| Task prompt |
Copy exactly the lines that run from the line containing "Would you be so kind as to point out the ear" to the end of the material below, both ends included.

| Source data |
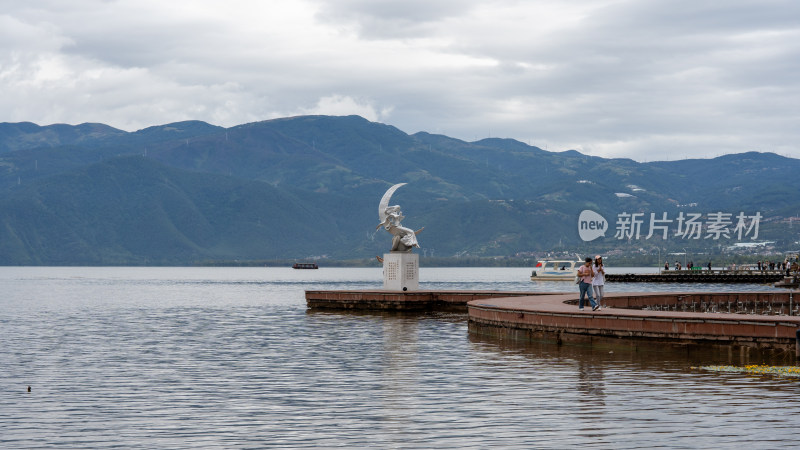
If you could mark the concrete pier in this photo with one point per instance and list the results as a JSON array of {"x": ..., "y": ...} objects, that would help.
[
  {"x": 674, "y": 318},
  {"x": 699, "y": 276},
  {"x": 403, "y": 300}
]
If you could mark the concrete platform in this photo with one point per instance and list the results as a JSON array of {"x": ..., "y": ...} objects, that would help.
[{"x": 678, "y": 320}]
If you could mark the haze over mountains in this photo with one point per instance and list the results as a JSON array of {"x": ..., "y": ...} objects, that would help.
[{"x": 302, "y": 187}]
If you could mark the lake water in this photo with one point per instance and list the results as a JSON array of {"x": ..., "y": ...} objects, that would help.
[{"x": 231, "y": 358}]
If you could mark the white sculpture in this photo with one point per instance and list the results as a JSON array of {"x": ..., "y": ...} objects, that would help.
[{"x": 404, "y": 239}]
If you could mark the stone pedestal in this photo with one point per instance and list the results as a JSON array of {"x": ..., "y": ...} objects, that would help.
[{"x": 401, "y": 271}]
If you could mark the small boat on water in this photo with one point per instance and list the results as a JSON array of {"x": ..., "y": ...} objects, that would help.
[{"x": 556, "y": 270}]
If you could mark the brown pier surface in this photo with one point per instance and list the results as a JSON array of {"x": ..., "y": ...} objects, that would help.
[
  {"x": 699, "y": 276},
  {"x": 678, "y": 319},
  {"x": 403, "y": 300}
]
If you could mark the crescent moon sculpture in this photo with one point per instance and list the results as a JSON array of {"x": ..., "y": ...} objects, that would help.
[
  {"x": 403, "y": 239},
  {"x": 385, "y": 200}
]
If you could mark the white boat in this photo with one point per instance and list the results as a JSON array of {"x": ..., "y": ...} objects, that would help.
[{"x": 556, "y": 270}]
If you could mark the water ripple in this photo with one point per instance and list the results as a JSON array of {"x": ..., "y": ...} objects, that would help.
[{"x": 185, "y": 363}]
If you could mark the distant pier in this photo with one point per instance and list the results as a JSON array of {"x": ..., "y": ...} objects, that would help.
[
  {"x": 762, "y": 320},
  {"x": 699, "y": 276}
]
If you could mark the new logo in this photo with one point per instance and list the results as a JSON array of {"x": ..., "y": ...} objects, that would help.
[{"x": 591, "y": 225}]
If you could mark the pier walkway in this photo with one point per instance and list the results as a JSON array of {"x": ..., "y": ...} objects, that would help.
[{"x": 700, "y": 276}]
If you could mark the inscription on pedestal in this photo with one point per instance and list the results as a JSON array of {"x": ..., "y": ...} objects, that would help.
[{"x": 401, "y": 271}]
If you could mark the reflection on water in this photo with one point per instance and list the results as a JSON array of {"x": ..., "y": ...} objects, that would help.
[{"x": 231, "y": 358}]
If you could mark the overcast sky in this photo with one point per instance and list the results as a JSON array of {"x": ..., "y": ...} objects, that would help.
[{"x": 647, "y": 79}]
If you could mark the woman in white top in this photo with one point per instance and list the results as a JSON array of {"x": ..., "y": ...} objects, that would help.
[{"x": 599, "y": 279}]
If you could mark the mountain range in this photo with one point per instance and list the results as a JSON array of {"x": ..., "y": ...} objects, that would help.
[{"x": 309, "y": 186}]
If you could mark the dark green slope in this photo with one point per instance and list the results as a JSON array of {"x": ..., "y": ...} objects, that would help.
[
  {"x": 306, "y": 186},
  {"x": 135, "y": 210},
  {"x": 26, "y": 135}
]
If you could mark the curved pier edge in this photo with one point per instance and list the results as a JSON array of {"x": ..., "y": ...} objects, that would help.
[{"x": 632, "y": 316}]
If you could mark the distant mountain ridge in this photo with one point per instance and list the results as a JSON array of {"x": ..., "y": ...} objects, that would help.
[{"x": 308, "y": 186}]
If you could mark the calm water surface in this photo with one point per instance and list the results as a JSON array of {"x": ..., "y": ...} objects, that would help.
[{"x": 231, "y": 358}]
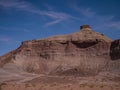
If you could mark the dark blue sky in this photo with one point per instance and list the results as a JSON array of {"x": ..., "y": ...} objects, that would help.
[{"x": 22, "y": 20}]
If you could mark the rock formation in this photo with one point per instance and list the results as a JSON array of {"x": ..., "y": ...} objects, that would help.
[{"x": 82, "y": 53}]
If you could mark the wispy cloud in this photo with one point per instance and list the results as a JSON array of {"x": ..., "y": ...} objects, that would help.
[
  {"x": 29, "y": 32},
  {"x": 101, "y": 21},
  {"x": 26, "y": 6},
  {"x": 52, "y": 23},
  {"x": 87, "y": 12}
]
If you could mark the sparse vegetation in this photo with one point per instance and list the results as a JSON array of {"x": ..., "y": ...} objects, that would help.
[
  {"x": 1, "y": 84},
  {"x": 82, "y": 85},
  {"x": 91, "y": 85}
]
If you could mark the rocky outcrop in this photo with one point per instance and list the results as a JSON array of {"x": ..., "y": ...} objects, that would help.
[
  {"x": 115, "y": 50},
  {"x": 82, "y": 53}
]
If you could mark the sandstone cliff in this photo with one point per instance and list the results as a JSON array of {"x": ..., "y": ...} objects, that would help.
[{"x": 82, "y": 53}]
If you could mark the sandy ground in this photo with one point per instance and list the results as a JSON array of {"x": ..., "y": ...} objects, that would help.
[
  {"x": 62, "y": 83},
  {"x": 57, "y": 86}
]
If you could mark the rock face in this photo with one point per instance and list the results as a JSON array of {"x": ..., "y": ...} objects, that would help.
[
  {"x": 82, "y": 53},
  {"x": 115, "y": 50}
]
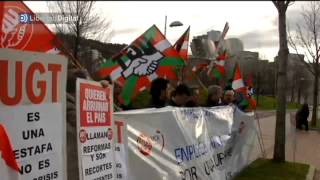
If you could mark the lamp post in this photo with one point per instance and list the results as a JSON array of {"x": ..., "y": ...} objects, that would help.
[{"x": 299, "y": 90}]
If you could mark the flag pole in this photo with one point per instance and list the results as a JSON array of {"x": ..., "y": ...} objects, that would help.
[{"x": 165, "y": 26}]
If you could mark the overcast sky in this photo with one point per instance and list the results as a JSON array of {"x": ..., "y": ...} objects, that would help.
[{"x": 254, "y": 22}]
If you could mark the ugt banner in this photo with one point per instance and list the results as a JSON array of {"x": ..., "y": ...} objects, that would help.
[
  {"x": 95, "y": 132},
  {"x": 32, "y": 115},
  {"x": 188, "y": 143}
]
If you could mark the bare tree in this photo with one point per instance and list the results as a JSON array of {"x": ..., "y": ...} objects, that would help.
[
  {"x": 87, "y": 23},
  {"x": 280, "y": 138},
  {"x": 306, "y": 36}
]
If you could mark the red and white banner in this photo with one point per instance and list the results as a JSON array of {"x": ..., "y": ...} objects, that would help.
[
  {"x": 95, "y": 130},
  {"x": 121, "y": 150},
  {"x": 32, "y": 115}
]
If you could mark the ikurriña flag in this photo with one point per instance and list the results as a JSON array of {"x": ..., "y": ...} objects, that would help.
[
  {"x": 218, "y": 71},
  {"x": 182, "y": 44},
  {"x": 20, "y": 29},
  {"x": 148, "y": 57},
  {"x": 237, "y": 82}
]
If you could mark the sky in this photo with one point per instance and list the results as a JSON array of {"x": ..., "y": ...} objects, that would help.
[{"x": 255, "y": 23}]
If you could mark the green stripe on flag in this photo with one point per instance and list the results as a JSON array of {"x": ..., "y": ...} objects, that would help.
[
  {"x": 128, "y": 89},
  {"x": 216, "y": 73},
  {"x": 150, "y": 34},
  {"x": 171, "y": 61},
  {"x": 109, "y": 63}
]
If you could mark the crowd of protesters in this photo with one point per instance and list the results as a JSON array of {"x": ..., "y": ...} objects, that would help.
[{"x": 162, "y": 94}]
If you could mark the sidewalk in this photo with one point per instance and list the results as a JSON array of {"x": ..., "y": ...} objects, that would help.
[{"x": 307, "y": 143}]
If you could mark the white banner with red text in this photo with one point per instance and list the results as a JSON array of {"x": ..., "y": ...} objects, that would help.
[
  {"x": 188, "y": 143},
  {"x": 32, "y": 115}
]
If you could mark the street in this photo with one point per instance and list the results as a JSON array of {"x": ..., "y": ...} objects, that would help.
[{"x": 306, "y": 145}]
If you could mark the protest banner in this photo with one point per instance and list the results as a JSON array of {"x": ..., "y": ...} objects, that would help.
[
  {"x": 95, "y": 130},
  {"x": 32, "y": 115},
  {"x": 188, "y": 143},
  {"x": 121, "y": 150}
]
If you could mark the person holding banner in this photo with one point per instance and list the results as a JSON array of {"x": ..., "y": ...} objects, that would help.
[
  {"x": 214, "y": 96},
  {"x": 228, "y": 97},
  {"x": 159, "y": 92},
  {"x": 180, "y": 96}
]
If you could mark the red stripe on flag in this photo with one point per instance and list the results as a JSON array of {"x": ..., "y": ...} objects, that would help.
[
  {"x": 171, "y": 53},
  {"x": 7, "y": 150},
  {"x": 106, "y": 71},
  {"x": 142, "y": 82},
  {"x": 167, "y": 71},
  {"x": 158, "y": 37}
]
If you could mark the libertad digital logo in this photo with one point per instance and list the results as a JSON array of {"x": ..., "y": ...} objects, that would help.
[
  {"x": 147, "y": 143},
  {"x": 15, "y": 34},
  {"x": 27, "y": 18}
]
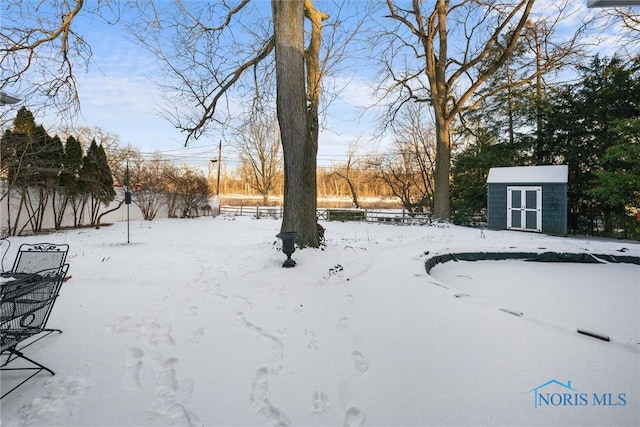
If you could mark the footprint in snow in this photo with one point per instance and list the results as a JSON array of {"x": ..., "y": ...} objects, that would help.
[
  {"x": 359, "y": 361},
  {"x": 320, "y": 402},
  {"x": 354, "y": 417},
  {"x": 132, "y": 367}
]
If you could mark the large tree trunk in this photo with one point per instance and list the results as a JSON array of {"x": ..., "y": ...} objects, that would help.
[
  {"x": 298, "y": 143},
  {"x": 441, "y": 199}
]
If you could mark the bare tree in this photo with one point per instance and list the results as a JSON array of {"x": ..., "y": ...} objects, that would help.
[
  {"x": 408, "y": 170},
  {"x": 258, "y": 143},
  {"x": 219, "y": 52},
  {"x": 457, "y": 47},
  {"x": 347, "y": 170},
  {"x": 40, "y": 50}
]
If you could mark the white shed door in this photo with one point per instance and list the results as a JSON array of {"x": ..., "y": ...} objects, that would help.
[{"x": 524, "y": 208}]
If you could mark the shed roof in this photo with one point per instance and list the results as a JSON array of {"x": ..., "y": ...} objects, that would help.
[{"x": 529, "y": 174}]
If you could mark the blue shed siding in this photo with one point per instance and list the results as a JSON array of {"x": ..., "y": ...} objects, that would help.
[{"x": 554, "y": 206}]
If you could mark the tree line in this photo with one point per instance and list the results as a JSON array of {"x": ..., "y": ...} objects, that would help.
[
  {"x": 41, "y": 174},
  {"x": 460, "y": 60}
]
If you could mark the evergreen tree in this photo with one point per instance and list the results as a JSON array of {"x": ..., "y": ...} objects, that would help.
[{"x": 581, "y": 128}]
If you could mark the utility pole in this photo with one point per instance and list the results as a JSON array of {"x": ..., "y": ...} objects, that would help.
[{"x": 219, "y": 161}]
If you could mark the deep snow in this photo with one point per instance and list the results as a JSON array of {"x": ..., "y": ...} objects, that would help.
[{"x": 195, "y": 323}]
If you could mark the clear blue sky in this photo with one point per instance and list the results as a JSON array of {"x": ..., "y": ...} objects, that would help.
[{"x": 119, "y": 96}]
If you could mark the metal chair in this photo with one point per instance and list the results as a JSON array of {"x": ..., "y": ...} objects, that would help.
[
  {"x": 25, "y": 307},
  {"x": 32, "y": 258}
]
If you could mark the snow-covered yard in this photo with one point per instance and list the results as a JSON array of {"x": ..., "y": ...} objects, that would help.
[{"x": 195, "y": 323}]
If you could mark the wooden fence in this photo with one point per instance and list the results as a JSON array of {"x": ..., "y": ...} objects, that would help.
[{"x": 399, "y": 216}]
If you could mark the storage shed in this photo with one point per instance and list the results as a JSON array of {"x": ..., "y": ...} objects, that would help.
[{"x": 528, "y": 198}]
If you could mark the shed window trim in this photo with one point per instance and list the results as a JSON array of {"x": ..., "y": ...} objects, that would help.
[{"x": 523, "y": 213}]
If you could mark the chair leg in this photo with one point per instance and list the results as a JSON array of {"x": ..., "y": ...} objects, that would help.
[{"x": 18, "y": 354}]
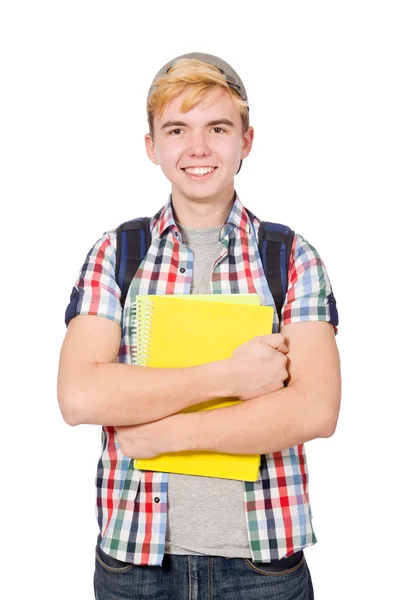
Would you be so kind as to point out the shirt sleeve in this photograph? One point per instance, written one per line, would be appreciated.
(96, 291)
(309, 295)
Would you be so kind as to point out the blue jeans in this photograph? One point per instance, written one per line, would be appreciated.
(197, 577)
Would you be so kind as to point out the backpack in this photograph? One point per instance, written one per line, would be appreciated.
(274, 242)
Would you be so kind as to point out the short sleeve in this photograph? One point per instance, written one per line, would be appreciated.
(96, 291)
(309, 296)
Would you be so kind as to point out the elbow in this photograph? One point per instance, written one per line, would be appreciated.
(329, 419)
(69, 409)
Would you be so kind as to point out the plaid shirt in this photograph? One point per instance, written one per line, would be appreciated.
(132, 504)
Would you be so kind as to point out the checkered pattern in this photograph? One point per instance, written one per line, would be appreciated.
(132, 504)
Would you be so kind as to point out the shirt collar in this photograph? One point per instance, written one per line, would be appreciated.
(238, 217)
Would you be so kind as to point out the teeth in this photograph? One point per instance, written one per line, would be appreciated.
(200, 170)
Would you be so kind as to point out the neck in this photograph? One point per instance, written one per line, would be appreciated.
(202, 212)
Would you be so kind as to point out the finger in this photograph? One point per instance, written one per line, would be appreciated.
(274, 340)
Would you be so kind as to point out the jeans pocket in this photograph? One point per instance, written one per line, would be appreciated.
(114, 565)
(276, 568)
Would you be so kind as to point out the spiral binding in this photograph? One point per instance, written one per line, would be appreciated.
(142, 318)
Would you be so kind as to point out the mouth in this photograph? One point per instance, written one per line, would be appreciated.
(197, 176)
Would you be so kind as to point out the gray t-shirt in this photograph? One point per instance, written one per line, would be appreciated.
(205, 515)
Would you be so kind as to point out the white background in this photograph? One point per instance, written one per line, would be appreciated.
(321, 81)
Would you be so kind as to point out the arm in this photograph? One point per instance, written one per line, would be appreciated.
(307, 408)
(92, 388)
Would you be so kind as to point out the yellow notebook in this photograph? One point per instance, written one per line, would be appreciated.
(191, 330)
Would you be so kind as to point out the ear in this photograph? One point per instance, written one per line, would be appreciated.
(151, 149)
(248, 139)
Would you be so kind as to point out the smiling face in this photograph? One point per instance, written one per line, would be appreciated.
(199, 151)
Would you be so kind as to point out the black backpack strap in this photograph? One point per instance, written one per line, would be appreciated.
(133, 242)
(275, 243)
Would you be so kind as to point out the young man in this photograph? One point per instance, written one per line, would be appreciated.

| Task response |
Would you be so kind as to point out the ear in this photograph? One point per instance, written one per line, would be appreciated.
(151, 149)
(248, 139)
Would you be so kind as to point out the smiling face in this photograph? One point per instance, written one per line, would be appreciated.
(199, 151)
Would you be so kind as to point out the black backpack strap in this photograph? One point per instance, written one per line, would be appreciated.
(133, 242)
(275, 243)
Would you be so kind as to point out the young man in this photograph? One point per instance, written one per line, would be appreciated.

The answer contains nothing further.